- **PROBLEM TO WORK ON**: Report every line in the records below that contains the string "hood", copying each such line in full. Case counts.

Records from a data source
====

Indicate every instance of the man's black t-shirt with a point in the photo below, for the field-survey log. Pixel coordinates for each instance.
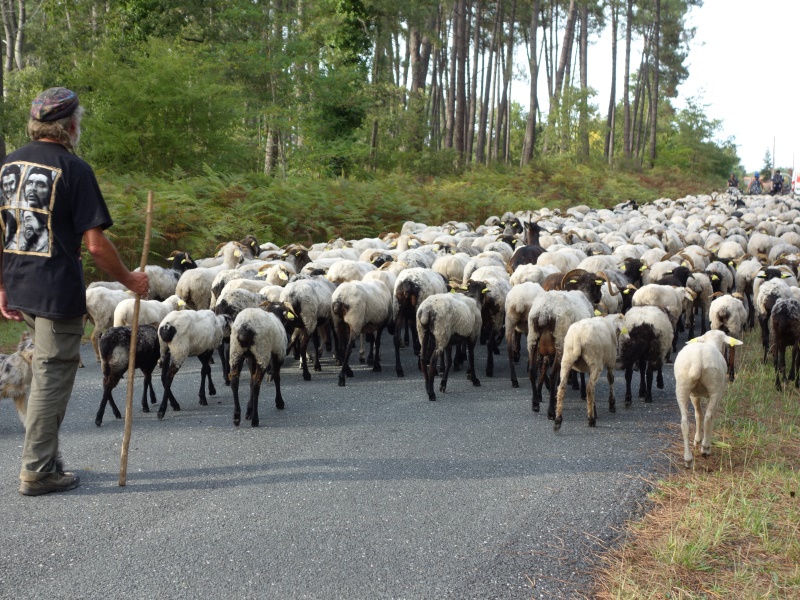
(50, 197)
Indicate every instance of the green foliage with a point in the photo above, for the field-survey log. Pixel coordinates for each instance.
(163, 106)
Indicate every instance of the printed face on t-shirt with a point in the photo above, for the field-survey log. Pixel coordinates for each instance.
(37, 190)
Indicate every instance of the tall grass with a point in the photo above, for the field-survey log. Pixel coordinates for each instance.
(730, 526)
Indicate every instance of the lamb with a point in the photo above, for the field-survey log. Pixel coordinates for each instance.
(549, 319)
(260, 336)
(518, 304)
(490, 295)
(100, 305)
(411, 288)
(360, 307)
(163, 281)
(785, 332)
(194, 286)
(311, 301)
(589, 346)
(186, 333)
(442, 321)
(114, 355)
(151, 312)
(646, 342)
(728, 314)
(16, 375)
(700, 373)
(768, 294)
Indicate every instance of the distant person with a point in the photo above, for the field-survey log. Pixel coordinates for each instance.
(777, 183)
(755, 185)
(44, 286)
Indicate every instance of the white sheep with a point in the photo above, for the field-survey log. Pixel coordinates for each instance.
(518, 305)
(262, 336)
(185, 333)
(311, 301)
(16, 375)
(194, 286)
(411, 288)
(444, 320)
(100, 305)
(360, 307)
(589, 346)
(548, 321)
(700, 370)
(151, 312)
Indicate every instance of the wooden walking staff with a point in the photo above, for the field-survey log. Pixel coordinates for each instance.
(126, 437)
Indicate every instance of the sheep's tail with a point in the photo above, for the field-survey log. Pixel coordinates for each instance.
(167, 332)
(340, 308)
(246, 336)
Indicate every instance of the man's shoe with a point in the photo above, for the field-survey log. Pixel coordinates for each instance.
(55, 482)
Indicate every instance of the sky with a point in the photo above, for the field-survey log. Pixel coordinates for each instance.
(738, 50)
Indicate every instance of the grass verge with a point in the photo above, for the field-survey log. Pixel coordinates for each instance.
(730, 526)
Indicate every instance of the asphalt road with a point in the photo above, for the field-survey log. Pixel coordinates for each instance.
(363, 492)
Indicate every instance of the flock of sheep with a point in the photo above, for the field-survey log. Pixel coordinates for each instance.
(589, 290)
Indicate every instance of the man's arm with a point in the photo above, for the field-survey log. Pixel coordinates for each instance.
(107, 258)
(13, 315)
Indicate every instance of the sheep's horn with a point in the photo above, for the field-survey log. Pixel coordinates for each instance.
(604, 275)
(574, 272)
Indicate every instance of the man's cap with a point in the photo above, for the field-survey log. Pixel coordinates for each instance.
(54, 104)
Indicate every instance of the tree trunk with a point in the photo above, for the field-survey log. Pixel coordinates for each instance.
(533, 67)
(480, 150)
(451, 88)
(504, 112)
(473, 84)
(461, 48)
(656, 69)
(626, 122)
(583, 116)
(608, 150)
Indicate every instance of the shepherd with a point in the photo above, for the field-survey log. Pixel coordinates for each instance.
(44, 285)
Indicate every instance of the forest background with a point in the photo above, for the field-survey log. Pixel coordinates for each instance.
(303, 120)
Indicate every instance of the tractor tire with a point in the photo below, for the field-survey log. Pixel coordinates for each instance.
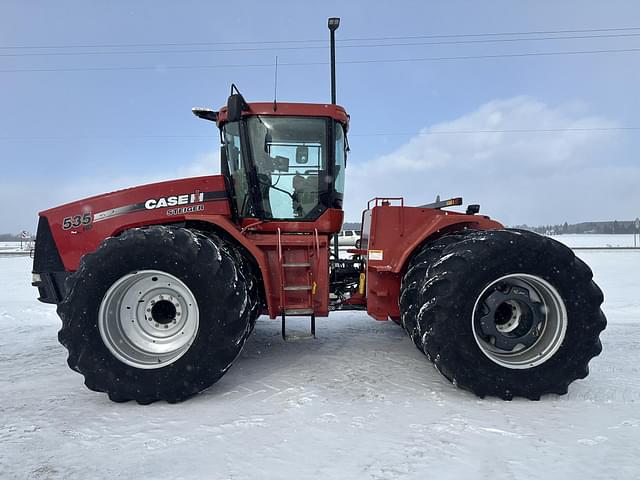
(157, 313)
(505, 313)
(247, 269)
(413, 279)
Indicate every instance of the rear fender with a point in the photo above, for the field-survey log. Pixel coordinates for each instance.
(395, 233)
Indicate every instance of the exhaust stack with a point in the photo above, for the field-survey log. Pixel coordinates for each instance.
(333, 24)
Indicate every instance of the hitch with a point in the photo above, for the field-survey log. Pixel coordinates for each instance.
(309, 336)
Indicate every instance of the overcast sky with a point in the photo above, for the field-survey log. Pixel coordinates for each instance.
(96, 115)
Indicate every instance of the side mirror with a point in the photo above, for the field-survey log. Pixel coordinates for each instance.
(235, 106)
(281, 164)
(302, 155)
(205, 113)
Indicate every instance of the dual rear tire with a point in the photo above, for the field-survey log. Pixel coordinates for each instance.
(504, 313)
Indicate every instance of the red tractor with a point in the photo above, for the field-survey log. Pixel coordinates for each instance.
(159, 286)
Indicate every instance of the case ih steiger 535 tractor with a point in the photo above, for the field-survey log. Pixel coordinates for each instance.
(159, 286)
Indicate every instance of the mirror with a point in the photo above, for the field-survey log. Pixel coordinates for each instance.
(302, 155)
(235, 106)
(281, 163)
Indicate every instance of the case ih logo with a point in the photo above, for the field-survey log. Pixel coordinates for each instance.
(174, 200)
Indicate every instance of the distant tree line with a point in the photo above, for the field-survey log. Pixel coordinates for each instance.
(9, 237)
(614, 227)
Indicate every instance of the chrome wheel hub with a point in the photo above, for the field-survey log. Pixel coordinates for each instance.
(148, 319)
(519, 321)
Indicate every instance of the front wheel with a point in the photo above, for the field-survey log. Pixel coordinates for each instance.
(503, 312)
(157, 313)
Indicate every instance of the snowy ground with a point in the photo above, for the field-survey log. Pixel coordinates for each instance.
(15, 247)
(359, 402)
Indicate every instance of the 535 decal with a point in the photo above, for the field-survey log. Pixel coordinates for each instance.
(76, 221)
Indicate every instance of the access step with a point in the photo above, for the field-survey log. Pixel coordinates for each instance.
(293, 288)
(298, 311)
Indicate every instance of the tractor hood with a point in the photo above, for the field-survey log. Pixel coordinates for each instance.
(78, 227)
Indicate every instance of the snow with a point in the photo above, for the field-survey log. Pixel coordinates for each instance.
(360, 402)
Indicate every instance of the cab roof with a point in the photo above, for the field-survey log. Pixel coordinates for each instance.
(336, 112)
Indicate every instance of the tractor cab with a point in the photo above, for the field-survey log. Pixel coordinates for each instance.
(282, 161)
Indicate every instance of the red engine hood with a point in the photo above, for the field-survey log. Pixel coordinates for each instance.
(79, 227)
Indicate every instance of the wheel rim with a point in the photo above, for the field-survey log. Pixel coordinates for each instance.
(148, 319)
(519, 321)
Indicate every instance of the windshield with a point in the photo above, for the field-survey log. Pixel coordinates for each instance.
(290, 156)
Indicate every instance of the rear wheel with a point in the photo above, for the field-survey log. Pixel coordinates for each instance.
(503, 312)
(157, 313)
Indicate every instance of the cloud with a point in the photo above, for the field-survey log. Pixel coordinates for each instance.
(518, 177)
(27, 200)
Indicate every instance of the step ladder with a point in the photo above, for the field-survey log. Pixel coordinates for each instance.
(297, 283)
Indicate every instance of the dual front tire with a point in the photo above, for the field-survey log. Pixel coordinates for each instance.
(158, 313)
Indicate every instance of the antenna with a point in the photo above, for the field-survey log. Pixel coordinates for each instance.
(275, 87)
(333, 24)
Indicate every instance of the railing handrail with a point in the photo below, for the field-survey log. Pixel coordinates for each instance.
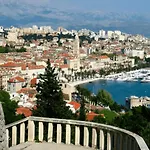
(17, 122)
(141, 143)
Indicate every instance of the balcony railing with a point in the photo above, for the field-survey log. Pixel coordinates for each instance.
(87, 134)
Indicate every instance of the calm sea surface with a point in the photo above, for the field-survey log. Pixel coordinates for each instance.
(120, 90)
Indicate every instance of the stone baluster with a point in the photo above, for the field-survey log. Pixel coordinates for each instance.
(101, 146)
(68, 133)
(77, 135)
(129, 141)
(108, 141)
(86, 137)
(59, 133)
(115, 141)
(120, 142)
(41, 130)
(50, 132)
(3, 140)
(94, 138)
(22, 133)
(31, 131)
(14, 135)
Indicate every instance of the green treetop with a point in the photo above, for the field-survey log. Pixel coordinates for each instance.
(9, 108)
(50, 101)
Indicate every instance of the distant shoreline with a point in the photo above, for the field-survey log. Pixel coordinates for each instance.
(84, 81)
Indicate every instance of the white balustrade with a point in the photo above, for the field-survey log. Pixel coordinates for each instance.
(101, 140)
(86, 137)
(94, 138)
(50, 132)
(31, 131)
(77, 135)
(68, 134)
(108, 141)
(41, 130)
(22, 133)
(112, 137)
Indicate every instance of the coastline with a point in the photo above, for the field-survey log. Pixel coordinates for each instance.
(73, 84)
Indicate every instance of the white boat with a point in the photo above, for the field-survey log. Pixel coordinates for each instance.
(146, 79)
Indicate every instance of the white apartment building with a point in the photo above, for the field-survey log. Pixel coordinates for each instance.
(110, 34)
(102, 33)
(134, 53)
(12, 37)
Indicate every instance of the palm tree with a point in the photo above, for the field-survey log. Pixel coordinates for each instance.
(59, 70)
(62, 72)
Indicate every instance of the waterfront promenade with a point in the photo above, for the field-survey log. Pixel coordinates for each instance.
(84, 81)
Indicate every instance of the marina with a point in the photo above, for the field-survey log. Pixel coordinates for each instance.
(121, 89)
(142, 75)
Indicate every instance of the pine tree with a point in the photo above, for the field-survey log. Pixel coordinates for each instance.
(82, 94)
(50, 101)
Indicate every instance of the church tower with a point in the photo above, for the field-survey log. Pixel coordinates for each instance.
(76, 46)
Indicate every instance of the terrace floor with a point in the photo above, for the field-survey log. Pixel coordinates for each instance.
(47, 146)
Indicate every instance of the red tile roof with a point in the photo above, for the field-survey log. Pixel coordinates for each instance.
(27, 91)
(16, 79)
(90, 116)
(26, 111)
(33, 82)
(9, 64)
(103, 57)
(75, 105)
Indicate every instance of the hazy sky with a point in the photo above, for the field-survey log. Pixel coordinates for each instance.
(141, 6)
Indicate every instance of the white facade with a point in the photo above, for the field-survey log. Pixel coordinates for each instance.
(134, 53)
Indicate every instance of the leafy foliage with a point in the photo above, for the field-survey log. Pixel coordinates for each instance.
(50, 101)
(103, 97)
(137, 121)
(9, 108)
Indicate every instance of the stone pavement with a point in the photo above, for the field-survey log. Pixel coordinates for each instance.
(47, 146)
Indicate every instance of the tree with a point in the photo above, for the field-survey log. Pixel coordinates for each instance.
(103, 97)
(9, 108)
(99, 119)
(82, 93)
(50, 101)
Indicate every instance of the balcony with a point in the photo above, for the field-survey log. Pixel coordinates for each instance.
(38, 133)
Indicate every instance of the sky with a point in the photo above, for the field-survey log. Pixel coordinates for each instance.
(138, 6)
(130, 6)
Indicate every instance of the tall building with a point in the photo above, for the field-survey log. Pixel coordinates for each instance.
(76, 46)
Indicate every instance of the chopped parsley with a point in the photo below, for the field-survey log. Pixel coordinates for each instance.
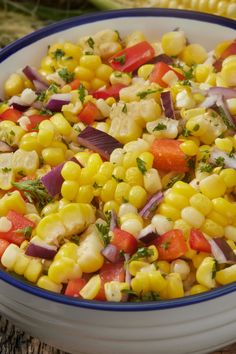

====

- **SOLUTION**:
Indicate every instance of the tractor hood with a point in the photo above, for the field-survey log. Pixel coordinates for each instance.
Indicate every instance of the red engine hood with a point in the photo above, for the field-survey log. Pixel coordinates for each instance.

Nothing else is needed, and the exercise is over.